It may be a hundred years before a computer beats humans at Go — maybe even longer. — New York Times, 1997

Artificial intelligence has made rapid advances in the last decade, due to new algorithms and massive increases in data collection and computing power.

AI can be applied to almost any field. For example, in photography an AI technique called artistic style transfer transforms photographs into the style of a given painter.

Google built an AI system that controls its datacenter power systems, saving hundreds of millions of dollars in energy costs.

The broad promise of AI is to liberate people from repetitive mental tasks the same way the industrial revolution liberated people from repetitive physical tasks.

Some people worry that AI will destroy jobs. History has shown that while new technology does indeed eliminate jobs, it also creates new and better jobs to replace them. For example, with advent of the personal computer, the number of typographer jobs dropped, but the increase in graphic designer jobs more than made up for it.

Master of Go Board Game Is Walloped by Google Computer Program” — New York Times, 2016

It is much easier to imagine jobs that will go away than new jobs that will be created. Today millions of people work as app developers, ride-sharing drivers, drone operators, and social media marketers— jobs that didn’t exist and would have been difficult to even imagine ten years ago.

6. Pocket Supercomputers for Everyone

By 2020, 80% of adults on earth will have an internet-connected smartphone. An iPhone 6 has about 2 billion transistors, roughly 625 times more transistors than a 1995 Intel Pentium computer. Today’s smartphones are what used to be considered supercomputers.

vatican mobile Crowds watching the pope in St. Peter’s Square in 2005 and 2013. Notice anything different? AP

Internet-connected smartphones give ordinary people abilities that, just a short time ago, were only available to an elite few:

“Right now, a Masai warrior on a mobile phone in the middle of Kenya has better mobile communications than the president did 25 years ago. If he’s on a smart phone using Google, he has access to more information than the U.S. president did just 15 years ago.” — Peter Diamandis

7. Cryptocurrencies and Blockchains

Protocols are the plumbing of the internet. Most of the protocols we use today were developed decades ago by academia and government. Since then, protocol development mostly stopped as energy shifted to developing proprietary systems like social networks and messaging apps.

Parts of the exercise>
• a. Write out the passage on technology trends from "Google built an" up to and including "repetitive physical tasks.".
• b. In the passage on technology trends, what does Google's AI system control?
• c. Proceed with the passage on technology trends, picking up right after its last sentence.

Data records>
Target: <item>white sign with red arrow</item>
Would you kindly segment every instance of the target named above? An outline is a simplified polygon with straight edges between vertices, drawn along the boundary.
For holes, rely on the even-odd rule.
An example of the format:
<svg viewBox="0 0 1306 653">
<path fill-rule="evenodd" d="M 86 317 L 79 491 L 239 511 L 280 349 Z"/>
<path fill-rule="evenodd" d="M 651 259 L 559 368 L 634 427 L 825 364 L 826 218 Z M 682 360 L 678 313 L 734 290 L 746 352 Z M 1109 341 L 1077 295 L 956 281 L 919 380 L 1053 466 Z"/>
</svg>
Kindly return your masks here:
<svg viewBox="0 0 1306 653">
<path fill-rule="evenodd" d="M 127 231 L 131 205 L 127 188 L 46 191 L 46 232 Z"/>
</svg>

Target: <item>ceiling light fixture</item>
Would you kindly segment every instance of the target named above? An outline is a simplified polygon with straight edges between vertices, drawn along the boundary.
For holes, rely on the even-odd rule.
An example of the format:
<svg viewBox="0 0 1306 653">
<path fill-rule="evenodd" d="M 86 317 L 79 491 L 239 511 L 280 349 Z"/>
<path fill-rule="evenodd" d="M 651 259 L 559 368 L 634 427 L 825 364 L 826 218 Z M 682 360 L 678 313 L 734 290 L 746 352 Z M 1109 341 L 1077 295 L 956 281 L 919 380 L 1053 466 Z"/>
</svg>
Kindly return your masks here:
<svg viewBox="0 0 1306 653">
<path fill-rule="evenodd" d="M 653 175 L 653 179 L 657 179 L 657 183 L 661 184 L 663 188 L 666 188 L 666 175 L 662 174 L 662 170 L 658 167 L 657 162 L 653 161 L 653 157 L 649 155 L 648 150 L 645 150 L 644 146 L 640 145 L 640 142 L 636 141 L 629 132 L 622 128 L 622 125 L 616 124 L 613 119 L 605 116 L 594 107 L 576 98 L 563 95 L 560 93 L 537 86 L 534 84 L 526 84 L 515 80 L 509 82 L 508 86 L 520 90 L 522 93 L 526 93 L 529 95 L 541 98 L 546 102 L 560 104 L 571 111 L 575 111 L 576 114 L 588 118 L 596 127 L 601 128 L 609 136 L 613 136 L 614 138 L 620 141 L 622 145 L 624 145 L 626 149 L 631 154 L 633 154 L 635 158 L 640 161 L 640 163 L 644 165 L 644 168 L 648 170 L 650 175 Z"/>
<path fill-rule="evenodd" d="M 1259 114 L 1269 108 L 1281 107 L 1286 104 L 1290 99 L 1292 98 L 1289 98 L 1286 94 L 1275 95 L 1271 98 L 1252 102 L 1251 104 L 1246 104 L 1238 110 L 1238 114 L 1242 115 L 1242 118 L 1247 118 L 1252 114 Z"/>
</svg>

Expected responses>
• a.
Google built an AI system that controls its datacenter power systems, saving hundreds of millions of dollars in energy costs.

The broad promise of AI is to liberate people from repetitive mental tasks the same way the industrial revolution liberated people from repetitive physical tasks.

• b. Google's datacenter power systems.

• c.
Cryptocurrency and blockchain technologies are changing this by providing a new business model for internet protocols. This year alone, hundreds of millions of dollars were raised for a broad range of innovative blockchain-based protocols.

“If you asked people in 1989 what they needed to make their life better, it was unlikely that they would have said a decentralized network of information nodes that are linked using hypertext.” — Farmer & Farmer

Protocols based on blockchains also have capabilities that previous protocols didn’t. For example, Ethereum is a new blockchain-based protocol that can be used to create smart contracts and trusted databases that are immune to corruption and censorship.

8. High-Quality Online Education

While college tuition skyrockets, anyone with a smartphone can study almost any topic online, accessing educational content that is mostly free and increasingly high-quality.
Encyclopedia Britannica used to cost $1,400. Now anyone with a smartphone can instantly access Wikipedia. You used to have to go to school or buy programming books to learn computer programming. Now you can learn from a community of over 40 million programmers at Stack Overflow. YouTube has millions of hours of free tutorials and lectures, many of which are produced by top professors and universities.

The quality of online education is getting better all the time. For the last 15 years, MIT has been recording lectures and compiling materials that cover over 2000 courses.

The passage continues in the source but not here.